*JOB 1*.
Reproduce the whole forum thread about bats in the garden, with nothing changed.

# Bats In The Garden



## MrJsk (Jul 29, 2012)

There is a huge field behind my nans garden fence with lots of trees and a stream running all the through it.. Every now and again you see bats flapping around catching insects and things!

Was just out in the garden having a cigarette and noticed that the bats fly directly over head. Got a bit worried about how close they were flying to my face! :lol2:

It's something I have always known to be there but have never really took the time to sit and observe. My nans garden has a couple of lights which are dim but I guess they still attract moths and other flying creepy crawlies which attract the bats. It's too dark to get a photo of them or see them in any detail but to just know that they are there and get the odd glimpse of them as they fly past has really made me think about how lucky we are to have bats living so close that we can sit and watch them (even if all we see is what looks like tiny black birds) :no1:

Just thought I would share, because this got me really excited :lol2:


----------



## laurencea (Aug 28, 2009)

*JOB 2*.
How many lines of the rows contain the word "photo"? Case counts, and give only the number.

*THE DATA*.
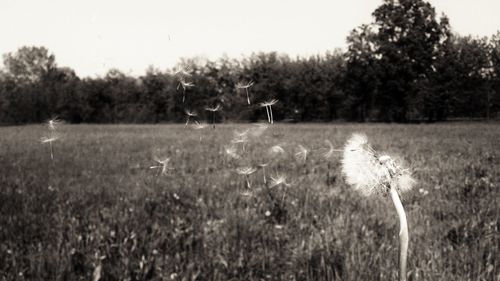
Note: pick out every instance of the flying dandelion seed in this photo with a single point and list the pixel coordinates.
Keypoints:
(231, 152)
(331, 150)
(182, 71)
(213, 110)
(268, 105)
(246, 87)
(263, 166)
(246, 171)
(53, 124)
(370, 173)
(301, 154)
(199, 125)
(278, 180)
(275, 150)
(163, 165)
(258, 129)
(240, 139)
(189, 114)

*CORRECT RESPONSE 1*.
# Bats In The Garden



## MrJsk (Jul 29, 2012)

There is a huge field behind my nans garden fence with lots of trees and a stream running all the through it.. Every now and again you see bats flapping around catching insects and things!

Was just out in the garden having a cigarette and noticed that the bats fly directly over head. Got a bit worried about how close they were flying to my face! :lol2:

It's something I have always known to be there but have never really took the time to sit and observe. My nans garden has a couple of lights which are dim but I guess they still attract moths and other flying creepy crawlies which attract the bats. It's too dark to get a photo of them or see them in any detail but to just know that they are there and get the odd glimpse of them as they fly past has really made me think about how lucky we are to have bats living so close that we can sit and watch them (even if all we see is what looks like tiny black birds) :no1:

Just thought I would share, because this got me really excited :lol2:


----------



## laurencea (Aug 28, 2009)

*CORRECT RESPONSE 2*.
1